**TAREAS ESCRITAS:**
1. Reescribe el mensaje del foro sobre la fuente musical desde "Tengo instalado un" hasta "que queda libre.", ambos incluidos, y cambia "telecontrol" por "control remoto".
2. Copia todas las líneas del listado en las que aparezca la palabra "bare".

**FRAGMENTO DEL DOCUMENTO:**
◇ ◇ ◇ ◇ ◇

# Fuente musical para usar con hilo musical (telecontrol) y salida Coaxial.



## SIERNO30 (Ene 26, 2012)

Buenas a todos.
Solo comentar que soy nuevo en el foro y mis conocimientos son muy basicos en este campo.
Tengo instalado un sistema de altavoces creative Z5500, el amplificador tiene entrada optica, coaxial y RCA. Uso la optica para Un HTPC conectada al TV y la entrada RCA para el tv. 
En el salon tengo la instalación del  hilo musical, con una centralita de 25w de 4 canales, tiene la función de "telecontrol" (encendido/apagado a distancia de la fuente de sonido)
Lo que busco es:
Una fuente musical conectada mediante RCA a 1 canal para poder reproducir radio, mp3, dvd... para encender desde cualquier mando de cada habitacion usando el "telecontrol" apagar/encender para que reproduzca automaticamente y evitar el "stand by", es decir, no tener que encender manualmente la fuente musical cada vez que quiera escuchar musica.
y con esta misma fuente musical saber si se puede enchufar al sistema home 5.1 de creative mediante la entrada coaxial que queda libre.
Existe una fuente asi? y donde la podria comprar??
Gràcias,


----------

◇ ◇ ◇ ◇ ◇

(Registros de un conjunto de datos)
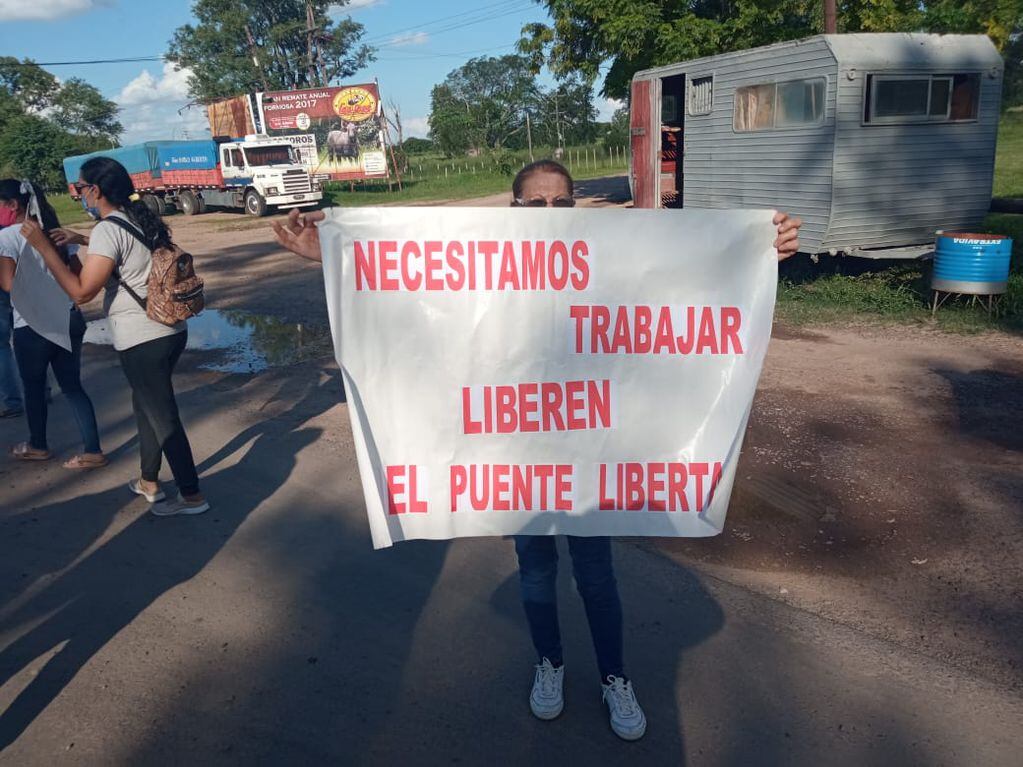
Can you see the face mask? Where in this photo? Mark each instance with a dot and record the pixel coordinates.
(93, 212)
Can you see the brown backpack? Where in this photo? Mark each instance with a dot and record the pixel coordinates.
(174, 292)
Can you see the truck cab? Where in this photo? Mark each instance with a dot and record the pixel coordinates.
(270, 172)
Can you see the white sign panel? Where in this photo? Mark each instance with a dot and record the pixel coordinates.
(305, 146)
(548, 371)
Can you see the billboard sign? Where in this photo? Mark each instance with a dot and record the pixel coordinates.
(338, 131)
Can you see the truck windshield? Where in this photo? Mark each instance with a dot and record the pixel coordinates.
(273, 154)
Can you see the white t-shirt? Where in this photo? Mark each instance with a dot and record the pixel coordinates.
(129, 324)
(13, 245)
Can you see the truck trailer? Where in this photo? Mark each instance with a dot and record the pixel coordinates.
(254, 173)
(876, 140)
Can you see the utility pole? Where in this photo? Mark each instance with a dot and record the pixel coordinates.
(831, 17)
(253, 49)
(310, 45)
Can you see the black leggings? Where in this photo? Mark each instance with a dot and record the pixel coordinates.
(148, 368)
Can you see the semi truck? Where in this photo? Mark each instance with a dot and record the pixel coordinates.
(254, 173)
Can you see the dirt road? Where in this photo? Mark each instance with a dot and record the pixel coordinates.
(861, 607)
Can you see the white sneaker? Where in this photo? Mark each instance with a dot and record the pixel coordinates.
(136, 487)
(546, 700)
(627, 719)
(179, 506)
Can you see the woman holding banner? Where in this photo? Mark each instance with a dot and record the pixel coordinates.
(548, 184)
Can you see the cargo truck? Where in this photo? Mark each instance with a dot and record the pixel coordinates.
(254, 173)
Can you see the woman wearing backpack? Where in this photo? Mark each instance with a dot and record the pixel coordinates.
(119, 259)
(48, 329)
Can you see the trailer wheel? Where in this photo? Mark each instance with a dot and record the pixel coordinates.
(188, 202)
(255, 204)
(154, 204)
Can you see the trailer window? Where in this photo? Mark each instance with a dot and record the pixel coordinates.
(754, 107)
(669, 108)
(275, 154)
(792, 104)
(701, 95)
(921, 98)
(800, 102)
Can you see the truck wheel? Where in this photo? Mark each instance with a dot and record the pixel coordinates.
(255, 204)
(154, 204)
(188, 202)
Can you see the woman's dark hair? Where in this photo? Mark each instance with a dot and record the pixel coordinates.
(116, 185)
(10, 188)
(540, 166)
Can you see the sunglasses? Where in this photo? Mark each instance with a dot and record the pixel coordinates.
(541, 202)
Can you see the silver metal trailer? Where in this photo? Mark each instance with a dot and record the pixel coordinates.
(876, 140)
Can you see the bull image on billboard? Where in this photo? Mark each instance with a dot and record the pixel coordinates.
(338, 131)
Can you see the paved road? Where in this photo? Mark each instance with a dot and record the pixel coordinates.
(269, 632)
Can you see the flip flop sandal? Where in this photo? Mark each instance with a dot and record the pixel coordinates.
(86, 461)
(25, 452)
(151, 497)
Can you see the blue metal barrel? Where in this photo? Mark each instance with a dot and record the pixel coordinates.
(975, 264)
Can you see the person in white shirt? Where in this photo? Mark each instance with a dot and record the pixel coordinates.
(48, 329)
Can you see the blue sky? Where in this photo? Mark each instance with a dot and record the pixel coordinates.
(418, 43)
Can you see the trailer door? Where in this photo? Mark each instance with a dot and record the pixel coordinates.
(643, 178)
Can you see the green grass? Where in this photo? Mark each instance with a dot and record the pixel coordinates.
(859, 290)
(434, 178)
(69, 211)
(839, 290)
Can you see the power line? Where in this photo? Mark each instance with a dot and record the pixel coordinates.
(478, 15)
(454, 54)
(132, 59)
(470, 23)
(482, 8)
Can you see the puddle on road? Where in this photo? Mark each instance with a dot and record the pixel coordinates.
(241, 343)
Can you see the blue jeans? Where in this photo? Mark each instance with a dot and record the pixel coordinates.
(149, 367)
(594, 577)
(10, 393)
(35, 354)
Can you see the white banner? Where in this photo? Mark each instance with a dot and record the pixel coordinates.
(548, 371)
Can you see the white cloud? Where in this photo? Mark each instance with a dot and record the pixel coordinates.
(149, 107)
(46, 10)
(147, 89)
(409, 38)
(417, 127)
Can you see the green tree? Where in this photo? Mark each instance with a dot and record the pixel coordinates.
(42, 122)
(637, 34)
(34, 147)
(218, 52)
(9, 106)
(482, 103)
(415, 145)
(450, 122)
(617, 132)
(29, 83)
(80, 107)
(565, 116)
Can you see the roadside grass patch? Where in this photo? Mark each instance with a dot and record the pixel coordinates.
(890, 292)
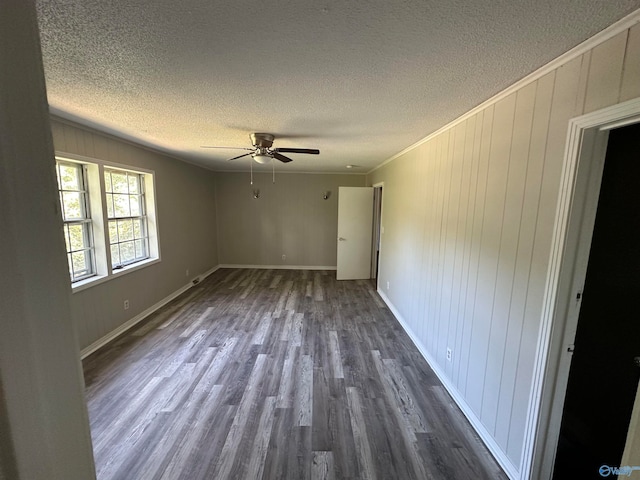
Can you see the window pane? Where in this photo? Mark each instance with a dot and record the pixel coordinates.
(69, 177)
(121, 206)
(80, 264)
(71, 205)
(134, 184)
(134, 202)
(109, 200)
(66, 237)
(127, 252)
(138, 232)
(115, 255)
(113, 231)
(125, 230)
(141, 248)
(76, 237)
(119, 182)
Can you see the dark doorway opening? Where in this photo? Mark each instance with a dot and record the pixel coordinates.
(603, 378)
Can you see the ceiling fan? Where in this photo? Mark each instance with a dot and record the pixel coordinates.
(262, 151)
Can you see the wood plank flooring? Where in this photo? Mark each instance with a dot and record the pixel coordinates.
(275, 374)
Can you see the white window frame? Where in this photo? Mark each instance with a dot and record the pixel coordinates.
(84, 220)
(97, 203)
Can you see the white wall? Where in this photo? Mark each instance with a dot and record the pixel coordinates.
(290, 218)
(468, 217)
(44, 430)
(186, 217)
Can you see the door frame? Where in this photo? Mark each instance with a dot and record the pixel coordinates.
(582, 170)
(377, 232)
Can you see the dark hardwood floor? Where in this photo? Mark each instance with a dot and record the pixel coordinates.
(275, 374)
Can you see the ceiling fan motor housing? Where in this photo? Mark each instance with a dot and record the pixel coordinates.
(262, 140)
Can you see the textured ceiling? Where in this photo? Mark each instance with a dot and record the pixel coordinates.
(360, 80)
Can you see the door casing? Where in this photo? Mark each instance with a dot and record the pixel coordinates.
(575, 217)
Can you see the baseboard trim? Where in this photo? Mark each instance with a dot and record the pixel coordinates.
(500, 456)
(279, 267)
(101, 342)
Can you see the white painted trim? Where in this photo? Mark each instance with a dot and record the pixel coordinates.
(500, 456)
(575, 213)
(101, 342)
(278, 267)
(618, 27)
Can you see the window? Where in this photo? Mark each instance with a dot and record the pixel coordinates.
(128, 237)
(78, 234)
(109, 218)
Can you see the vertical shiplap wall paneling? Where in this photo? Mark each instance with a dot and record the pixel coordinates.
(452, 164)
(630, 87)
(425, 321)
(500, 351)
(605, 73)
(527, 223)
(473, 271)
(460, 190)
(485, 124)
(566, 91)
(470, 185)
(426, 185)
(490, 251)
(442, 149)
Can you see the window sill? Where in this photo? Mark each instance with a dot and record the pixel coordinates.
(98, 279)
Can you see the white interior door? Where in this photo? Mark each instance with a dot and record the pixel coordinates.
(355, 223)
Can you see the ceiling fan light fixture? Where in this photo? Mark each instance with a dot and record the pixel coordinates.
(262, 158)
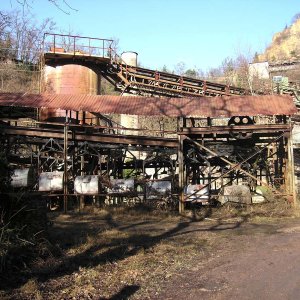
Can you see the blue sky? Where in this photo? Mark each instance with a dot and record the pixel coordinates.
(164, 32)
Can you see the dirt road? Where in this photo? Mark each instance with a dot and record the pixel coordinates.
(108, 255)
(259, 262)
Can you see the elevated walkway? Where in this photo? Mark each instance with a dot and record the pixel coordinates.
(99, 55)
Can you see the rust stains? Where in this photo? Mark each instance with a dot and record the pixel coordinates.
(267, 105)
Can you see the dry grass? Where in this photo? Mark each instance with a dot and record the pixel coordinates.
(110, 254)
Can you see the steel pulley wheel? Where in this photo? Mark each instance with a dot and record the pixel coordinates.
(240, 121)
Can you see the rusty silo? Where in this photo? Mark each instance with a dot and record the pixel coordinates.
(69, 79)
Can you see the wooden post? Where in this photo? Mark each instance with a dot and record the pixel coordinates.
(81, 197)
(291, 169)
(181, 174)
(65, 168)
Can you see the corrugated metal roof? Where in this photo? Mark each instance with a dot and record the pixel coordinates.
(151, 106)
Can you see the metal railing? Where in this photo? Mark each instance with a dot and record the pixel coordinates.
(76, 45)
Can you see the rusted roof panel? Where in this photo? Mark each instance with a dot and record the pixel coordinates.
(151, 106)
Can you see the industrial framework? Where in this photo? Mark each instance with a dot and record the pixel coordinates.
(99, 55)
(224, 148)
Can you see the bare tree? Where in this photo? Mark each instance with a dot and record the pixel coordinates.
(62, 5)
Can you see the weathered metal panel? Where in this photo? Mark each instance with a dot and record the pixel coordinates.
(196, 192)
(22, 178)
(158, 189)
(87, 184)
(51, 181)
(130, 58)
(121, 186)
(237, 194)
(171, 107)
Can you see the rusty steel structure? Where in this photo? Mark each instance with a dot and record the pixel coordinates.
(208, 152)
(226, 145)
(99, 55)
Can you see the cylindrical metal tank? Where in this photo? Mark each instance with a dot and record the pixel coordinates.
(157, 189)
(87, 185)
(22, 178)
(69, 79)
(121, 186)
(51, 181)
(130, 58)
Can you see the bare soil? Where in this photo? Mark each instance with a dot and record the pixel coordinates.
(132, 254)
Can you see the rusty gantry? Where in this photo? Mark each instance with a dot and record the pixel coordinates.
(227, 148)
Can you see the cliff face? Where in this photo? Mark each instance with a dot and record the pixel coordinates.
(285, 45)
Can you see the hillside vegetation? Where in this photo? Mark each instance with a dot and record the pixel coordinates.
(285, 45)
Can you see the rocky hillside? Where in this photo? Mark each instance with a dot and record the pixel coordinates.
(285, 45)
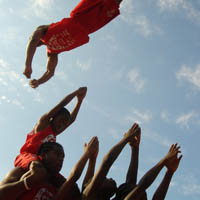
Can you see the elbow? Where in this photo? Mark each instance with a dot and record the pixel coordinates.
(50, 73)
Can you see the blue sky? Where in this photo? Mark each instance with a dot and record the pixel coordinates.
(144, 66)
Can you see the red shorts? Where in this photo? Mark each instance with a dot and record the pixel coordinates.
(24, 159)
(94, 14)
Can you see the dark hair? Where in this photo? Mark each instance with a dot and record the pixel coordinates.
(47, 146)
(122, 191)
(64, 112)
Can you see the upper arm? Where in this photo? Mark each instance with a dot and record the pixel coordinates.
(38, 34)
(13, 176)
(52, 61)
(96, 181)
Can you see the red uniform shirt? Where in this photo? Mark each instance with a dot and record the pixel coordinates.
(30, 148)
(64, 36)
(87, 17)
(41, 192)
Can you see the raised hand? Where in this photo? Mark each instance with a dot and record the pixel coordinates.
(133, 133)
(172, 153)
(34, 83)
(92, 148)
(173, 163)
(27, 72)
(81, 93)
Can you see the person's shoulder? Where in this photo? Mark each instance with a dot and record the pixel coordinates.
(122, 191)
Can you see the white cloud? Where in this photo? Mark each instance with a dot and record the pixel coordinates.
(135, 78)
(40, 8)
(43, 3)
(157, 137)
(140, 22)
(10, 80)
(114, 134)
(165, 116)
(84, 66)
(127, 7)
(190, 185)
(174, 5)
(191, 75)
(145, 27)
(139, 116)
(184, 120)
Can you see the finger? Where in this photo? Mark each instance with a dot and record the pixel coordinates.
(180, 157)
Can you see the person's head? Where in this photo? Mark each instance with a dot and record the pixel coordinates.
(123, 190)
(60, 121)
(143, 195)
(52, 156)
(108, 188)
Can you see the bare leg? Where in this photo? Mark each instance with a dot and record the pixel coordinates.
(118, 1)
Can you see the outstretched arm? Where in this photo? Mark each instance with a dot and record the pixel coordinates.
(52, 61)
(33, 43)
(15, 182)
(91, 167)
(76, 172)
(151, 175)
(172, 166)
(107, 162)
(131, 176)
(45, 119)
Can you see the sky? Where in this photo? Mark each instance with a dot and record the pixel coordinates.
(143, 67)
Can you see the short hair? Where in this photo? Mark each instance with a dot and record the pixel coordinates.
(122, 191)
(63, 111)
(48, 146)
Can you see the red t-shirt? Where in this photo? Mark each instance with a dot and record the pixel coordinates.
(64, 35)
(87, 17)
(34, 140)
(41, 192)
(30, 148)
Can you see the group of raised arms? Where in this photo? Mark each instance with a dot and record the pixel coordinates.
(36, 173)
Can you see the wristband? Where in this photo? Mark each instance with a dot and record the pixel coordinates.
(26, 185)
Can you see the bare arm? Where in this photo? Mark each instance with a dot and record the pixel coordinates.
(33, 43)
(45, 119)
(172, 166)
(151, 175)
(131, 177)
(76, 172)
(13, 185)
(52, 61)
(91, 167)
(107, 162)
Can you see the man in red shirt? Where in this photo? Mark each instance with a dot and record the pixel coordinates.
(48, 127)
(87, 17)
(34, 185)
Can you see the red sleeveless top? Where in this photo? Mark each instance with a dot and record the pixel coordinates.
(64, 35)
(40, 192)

◇ ◇ ◇ ◇ ◇

**RESPUESTAS:**
1.
Tengo instalado un sistema de altavoces creative Z5500, el amplificador tiene entrada optica, coaxial y RCA. Uso la optica para Un HTPC conectada al TV y la entrada RCA para el tv. 
En el salon tengo la instalación del  hilo musical, con una centralita de 25w de 4 canales, tiene la función de "control remoto" (encendido/apagado a distancia de la fuente de sonido)
Lo que busco es:
Una fuente musical conectada mediante RCA a 1 canal para poder reproducir radio, mp3, dvd... para encender desde cualquier mando de cada habitacion usando el "control remoto" apagar/encender para que reproduzca automaticamente y evitar el "stand by", es decir, no tener que encender manualmente la fuente musical cada vez que quiera escuchar musica.
y con esta misma fuente musical saber si se puede enchufar al sistema home 5.1 de creative mediante la entrada coaxial que queda libre.

2.
Can you see the bare tree? Where in this photo? Mark each instance with a dot and record the pixel coordinates.
Can you see the bare soil? Where in this photo? Mark each instance with a dot and record the pixel coordinates.
Can you see the bare leg? Where in this photo? Mark each instance with a dot and record the pixel coordinates.
Can you see the bare arm? Where in this photo? Mark each instance with a dot and record the pixel coordinates.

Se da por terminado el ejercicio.